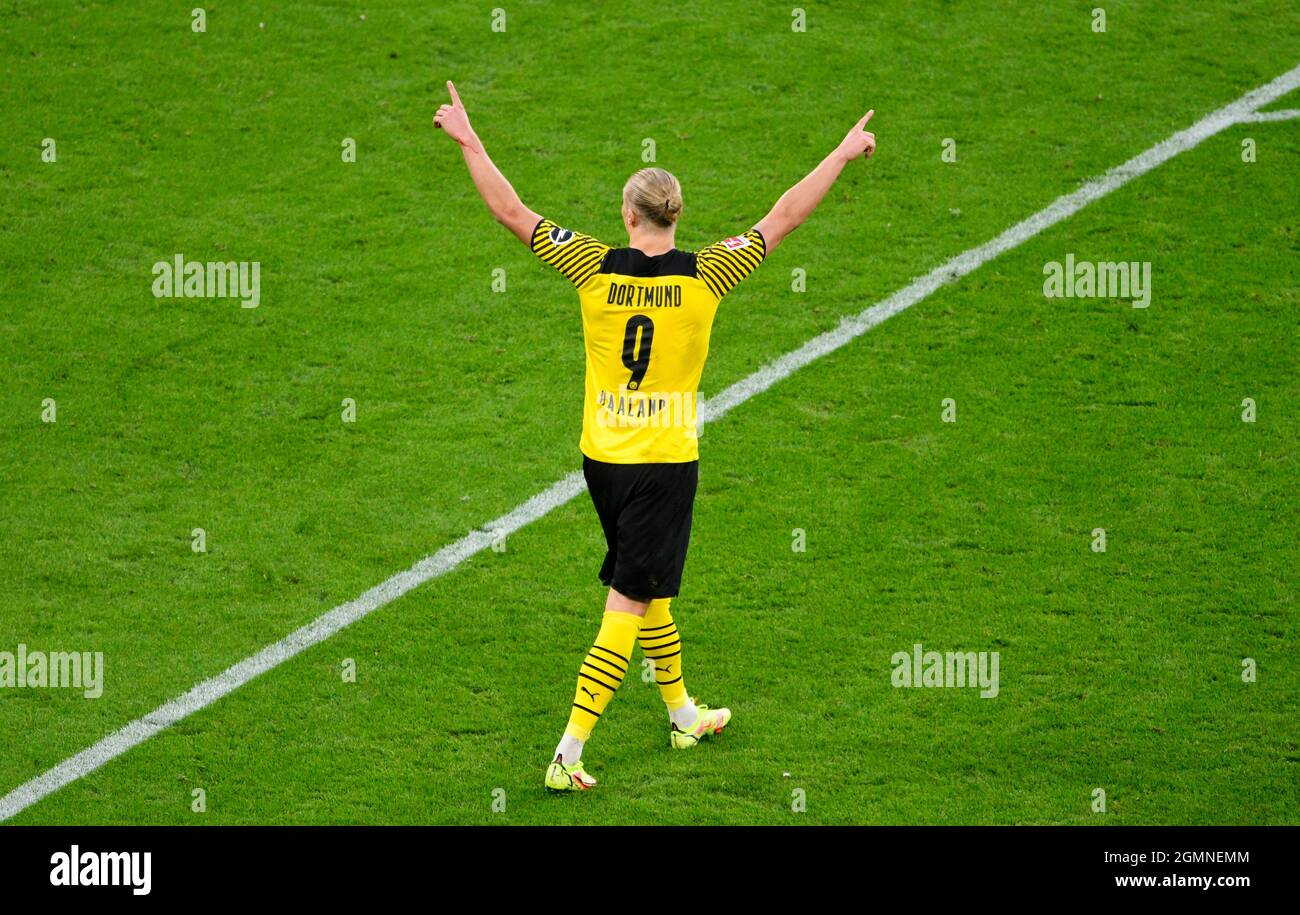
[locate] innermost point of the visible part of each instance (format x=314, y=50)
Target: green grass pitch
x=1119, y=670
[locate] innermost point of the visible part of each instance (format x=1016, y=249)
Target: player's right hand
x=858, y=142
x=454, y=118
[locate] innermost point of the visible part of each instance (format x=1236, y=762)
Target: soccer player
x=648, y=309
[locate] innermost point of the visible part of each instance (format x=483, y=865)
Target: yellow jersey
x=645, y=324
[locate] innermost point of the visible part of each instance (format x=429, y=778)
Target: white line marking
x=450, y=556
x=1261, y=117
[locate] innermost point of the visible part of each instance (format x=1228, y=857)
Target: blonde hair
x=655, y=195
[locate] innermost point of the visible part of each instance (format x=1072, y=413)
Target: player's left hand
x=858, y=143
x=454, y=118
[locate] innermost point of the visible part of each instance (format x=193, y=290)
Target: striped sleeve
x=724, y=264
x=575, y=255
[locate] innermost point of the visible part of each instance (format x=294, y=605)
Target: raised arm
x=798, y=203
x=495, y=191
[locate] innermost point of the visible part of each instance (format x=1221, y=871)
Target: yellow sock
x=603, y=670
x=659, y=642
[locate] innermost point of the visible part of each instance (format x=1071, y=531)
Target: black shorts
x=645, y=511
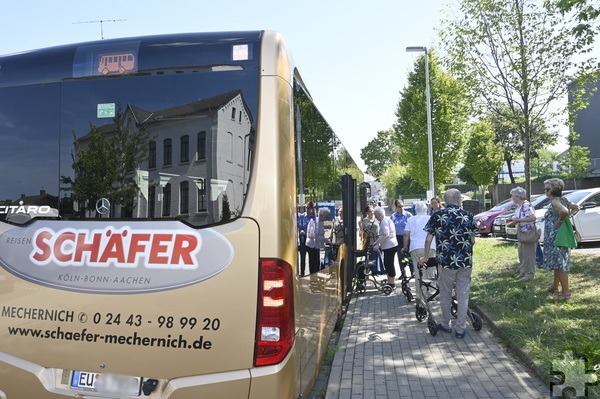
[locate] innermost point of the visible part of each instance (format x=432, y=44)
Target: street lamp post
x=422, y=49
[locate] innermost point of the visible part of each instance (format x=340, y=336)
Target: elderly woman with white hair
x=386, y=242
x=527, y=233
x=315, y=240
x=414, y=241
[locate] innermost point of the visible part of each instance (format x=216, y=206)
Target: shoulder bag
x=528, y=236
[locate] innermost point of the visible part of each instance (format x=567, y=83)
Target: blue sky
x=350, y=53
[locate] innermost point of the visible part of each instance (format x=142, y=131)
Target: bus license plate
x=106, y=383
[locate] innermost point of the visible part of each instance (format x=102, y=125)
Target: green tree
x=448, y=114
x=575, y=162
x=542, y=164
x=586, y=13
x=380, y=153
x=483, y=160
x=398, y=182
x=105, y=163
x=516, y=55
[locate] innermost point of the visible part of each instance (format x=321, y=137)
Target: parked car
x=587, y=220
x=485, y=220
x=539, y=203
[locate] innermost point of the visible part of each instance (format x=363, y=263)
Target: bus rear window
x=139, y=147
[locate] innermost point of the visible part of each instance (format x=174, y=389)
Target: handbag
x=565, y=236
x=528, y=236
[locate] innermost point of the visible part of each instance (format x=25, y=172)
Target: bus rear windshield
x=157, y=145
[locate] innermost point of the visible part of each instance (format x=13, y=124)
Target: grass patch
x=527, y=316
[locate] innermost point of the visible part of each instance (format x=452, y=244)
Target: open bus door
x=350, y=212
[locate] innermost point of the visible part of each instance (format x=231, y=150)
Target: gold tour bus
x=148, y=220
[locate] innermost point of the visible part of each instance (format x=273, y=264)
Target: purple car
x=485, y=220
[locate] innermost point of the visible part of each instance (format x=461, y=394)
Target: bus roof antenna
x=101, y=21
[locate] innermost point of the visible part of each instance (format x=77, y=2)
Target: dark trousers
x=314, y=259
x=403, y=258
x=302, y=251
x=388, y=261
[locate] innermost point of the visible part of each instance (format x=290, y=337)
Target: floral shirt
x=400, y=221
x=453, y=228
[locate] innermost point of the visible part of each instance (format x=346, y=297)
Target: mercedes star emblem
x=103, y=206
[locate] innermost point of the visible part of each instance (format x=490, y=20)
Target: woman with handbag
x=527, y=233
x=556, y=257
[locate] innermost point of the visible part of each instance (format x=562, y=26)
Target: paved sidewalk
x=384, y=352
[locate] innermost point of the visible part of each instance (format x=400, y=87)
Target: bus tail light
x=275, y=316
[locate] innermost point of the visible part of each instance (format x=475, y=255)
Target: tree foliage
x=575, y=162
x=104, y=165
x=398, y=182
x=586, y=13
x=482, y=159
x=380, y=153
x=448, y=114
x=518, y=59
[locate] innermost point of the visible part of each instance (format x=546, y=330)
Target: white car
x=587, y=221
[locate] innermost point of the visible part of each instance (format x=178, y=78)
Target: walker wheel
x=432, y=326
x=477, y=322
x=420, y=311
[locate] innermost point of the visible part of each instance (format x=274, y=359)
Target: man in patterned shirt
x=454, y=232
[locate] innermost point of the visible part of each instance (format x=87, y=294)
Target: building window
x=185, y=148
x=167, y=200
x=152, y=154
x=184, y=197
x=229, y=151
x=151, y=200
x=201, y=145
x=201, y=195
x=168, y=148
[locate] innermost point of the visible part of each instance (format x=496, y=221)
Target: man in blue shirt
x=303, y=218
x=400, y=217
x=454, y=231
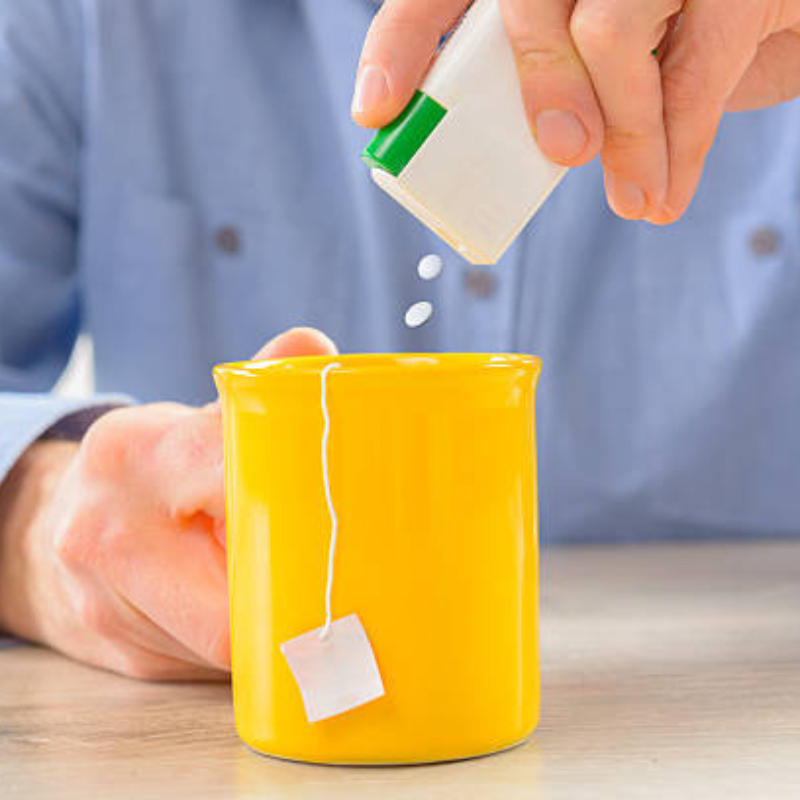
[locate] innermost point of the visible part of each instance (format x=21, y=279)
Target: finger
x=398, y=49
x=135, y=661
x=774, y=76
x=177, y=578
x=186, y=469
x=136, y=627
x=616, y=42
x=710, y=52
x=298, y=342
x=558, y=95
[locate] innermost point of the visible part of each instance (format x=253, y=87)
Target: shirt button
x=765, y=241
x=228, y=240
x=480, y=282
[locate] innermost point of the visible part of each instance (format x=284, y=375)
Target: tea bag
x=335, y=672
x=334, y=665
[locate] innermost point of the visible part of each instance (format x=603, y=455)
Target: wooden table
x=669, y=671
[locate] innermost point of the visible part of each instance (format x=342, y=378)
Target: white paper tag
x=335, y=673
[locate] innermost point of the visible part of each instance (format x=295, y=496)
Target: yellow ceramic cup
x=433, y=475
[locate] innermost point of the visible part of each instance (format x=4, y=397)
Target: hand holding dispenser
x=462, y=157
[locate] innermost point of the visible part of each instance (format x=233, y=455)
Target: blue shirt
x=181, y=179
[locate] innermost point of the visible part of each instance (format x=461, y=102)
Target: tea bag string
x=328, y=497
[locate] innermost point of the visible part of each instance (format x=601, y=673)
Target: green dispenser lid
x=397, y=143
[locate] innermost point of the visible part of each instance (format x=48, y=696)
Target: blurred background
x=78, y=377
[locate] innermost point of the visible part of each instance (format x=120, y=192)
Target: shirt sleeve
x=40, y=144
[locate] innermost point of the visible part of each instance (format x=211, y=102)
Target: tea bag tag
x=335, y=670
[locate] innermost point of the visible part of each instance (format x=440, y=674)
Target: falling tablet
x=430, y=267
x=419, y=314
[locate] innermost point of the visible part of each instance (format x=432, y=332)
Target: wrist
x=24, y=495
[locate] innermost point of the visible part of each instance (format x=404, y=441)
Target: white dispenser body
x=479, y=176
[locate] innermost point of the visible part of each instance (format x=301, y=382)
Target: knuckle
x=535, y=56
x=192, y=441
x=95, y=616
x=104, y=447
x=685, y=89
x=625, y=141
x=75, y=542
x=598, y=29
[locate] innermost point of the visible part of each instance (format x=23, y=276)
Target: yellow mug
x=432, y=470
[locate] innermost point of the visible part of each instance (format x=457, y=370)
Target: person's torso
x=224, y=200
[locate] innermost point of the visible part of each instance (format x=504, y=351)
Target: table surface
x=670, y=670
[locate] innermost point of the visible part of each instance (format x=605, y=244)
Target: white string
x=329, y=498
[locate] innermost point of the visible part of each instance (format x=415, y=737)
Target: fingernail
x=371, y=88
x=626, y=198
x=560, y=134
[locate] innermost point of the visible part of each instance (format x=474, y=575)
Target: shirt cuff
x=24, y=418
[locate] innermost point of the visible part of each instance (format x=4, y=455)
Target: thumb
x=298, y=342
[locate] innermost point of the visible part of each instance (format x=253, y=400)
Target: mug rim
x=363, y=363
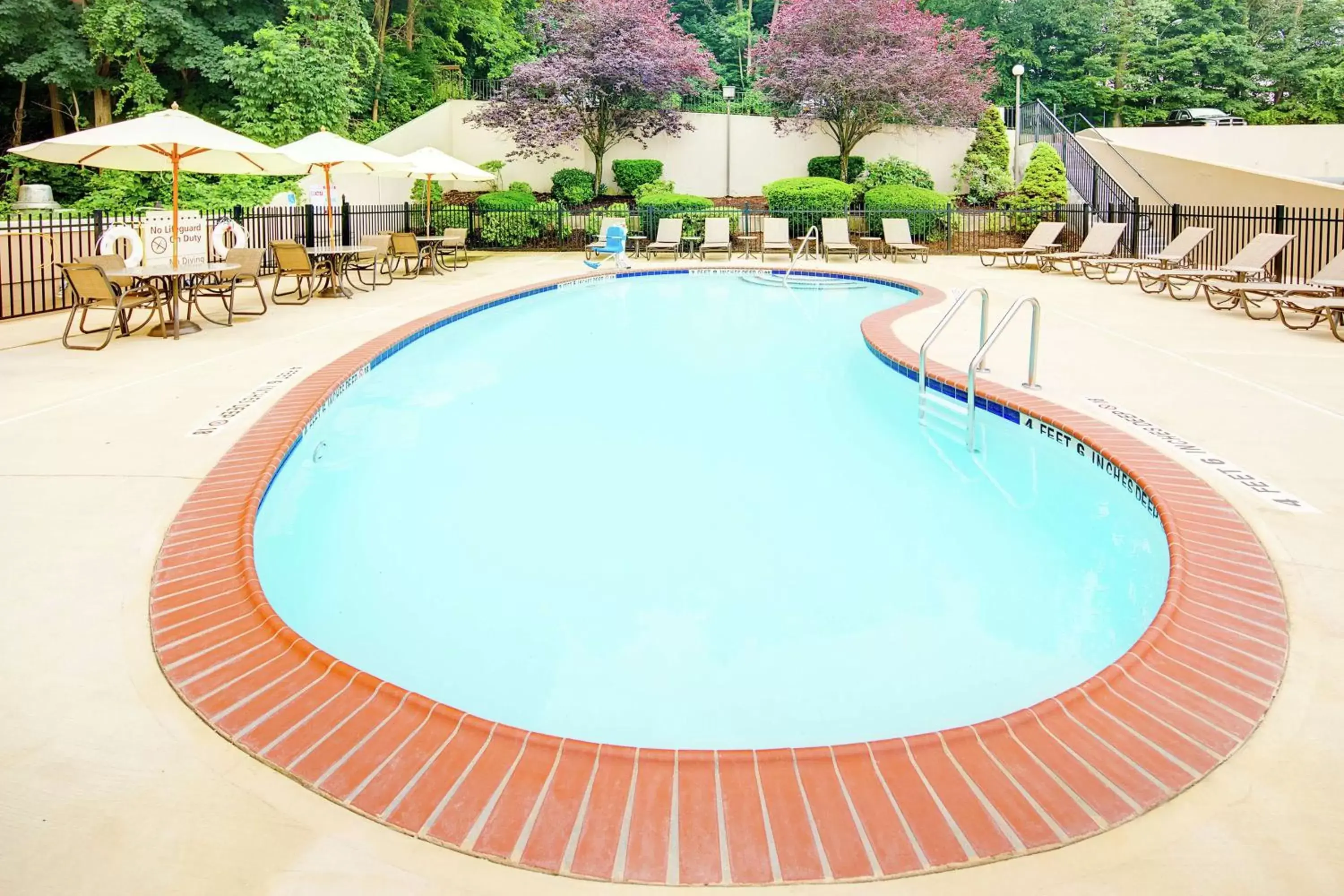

----

* Task prompt
Please lay out everything from the first item down to and including the line containing "x=648, y=309" as a two-column CSV with the columns item_text and answer, one row per item. Put each value in a single quoted field with line breaks turned into spaces, and leave the pictures out.

* Problem solution
item_text,answer
"[locate] innermost point of the visible part of each instance (format x=314, y=50) Target: green grass pitch","x=1119, y=670"
"[locate] innermost point of the visible part of each instance (format x=1016, y=249) Target: player's right hand","x=858, y=142 x=454, y=118"
"[locate] innermost point of the visible part of each instance (format x=1236, y=762) Target: soccer player","x=648, y=309"